== EXTRACT TO READ ==

▼

And, he's still running and enjoying it. "This is the first year in many years that I've been able to compete without injury," he says of the 2011 season. "I've broken both the mile and 5K records in Tennessee for my age group," he explains. He competed in more than 20 races last year, including a win in an alumni event sponsored by Western Kentucky University, whose all-English running team were competitors and friends of the all-Irish ETSU team during his college years.
On May 6, 2011, while running the Depot Dash 5K in Johnson City, he was second overall with 18:05. Then on August 9, 2011, he was second overall with a time of 5:11 at the Duck Island Mile Races in Kingsport. Both of these times set new Tennessee records for a 57-year-old.
Following his Sept. 1st birthday, he once again set state records for the mile and 5K, this time for a 58-year-old. On October 23, 2011, while running the Susan G. Komen Race for the Cure 5K in Kingsport, he finished fourth overall in 17:37. On Nov. 19, 2011, in the Santa Special Mile in Kingsport, he was sixth overall in 5:00.
"I think I enjoy running more than I ever have. I'm just glad that I have the ability and I'm in good enough physical shape that I can do it," he says. "It makes me feel good, physically and mentally. It keeps my mind clear. Hopefully, I can do this until they put me in a box."
His advice for anyone who might be just a smidge past their youth - "Get out there and do it. Don't limit yourself, regardless of what it is. You don't have to be a winner all the time. Just get out there and feel good about yourself."

▲

== GIVEN INFORMATION ==

▼

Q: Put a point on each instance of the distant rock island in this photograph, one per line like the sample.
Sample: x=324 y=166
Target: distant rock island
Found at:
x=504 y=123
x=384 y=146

▲

== TASKS FOR THIS EXERCISE ==
[a] Reproduce the part of the runner's profile that opens with the words containing "On May 6, 2011, while" and closes with "for a 57-year-old.".
[b] Please carry on the runner's profile, starting after its last sentence.
The material isn't needed for this.

== RESULTS IN ORDER ==
[a]
On May 6, 2011, while running the Depot Dash 5K in Johnson City, he was second overall with 18:05. Then on August 9, 2011, he was second overall with a time of 5:11 at the Duck Island Mile Races in Kingsport. Both of these times set new Tennessee records for a 57-year-old.

[b]
Who knows though, you just might surprise yourself or someone else. "I just kept going and getting better as the season went along," he recalls when he decided to go to Waynesville, NC last August and run the Main Street Mile. "Most races start and stop at the same spot," he points out. This one began a mile out of town and runners jogged to the start. "They had the ladies' mile first and then we lined up for the men's mile."
"They called us to the line and I went up front," says McCormack, remarking that's customary for him and something he's always done. Two young men wearing Western Carolina University shirts were nearby and said, not unkindly, "Sir, you might want to move to the back or you're going to get run over when the race starts."
"He wasn't being disrespectful; he was worried about my welfare," says McCormack. However, he did take the opportunity after finishing the race in fifth place in front of both young men, and in his fastest time all year at 4:49, to thank him for "trying to take care of the old man, but you need to worry about yourself. Don't worry about me."